» Task: Would you return exactly the lines running from the one with "rule | give" to the bottom of the listing below, and no others?

» Data section:

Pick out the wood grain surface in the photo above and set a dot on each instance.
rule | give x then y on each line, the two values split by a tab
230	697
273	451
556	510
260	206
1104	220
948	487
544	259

» Solved exercise:
rule | give x then y on each line, the two values split by a tab
230	697
273	451
556	510
260	206
1104	220
948	487
544	259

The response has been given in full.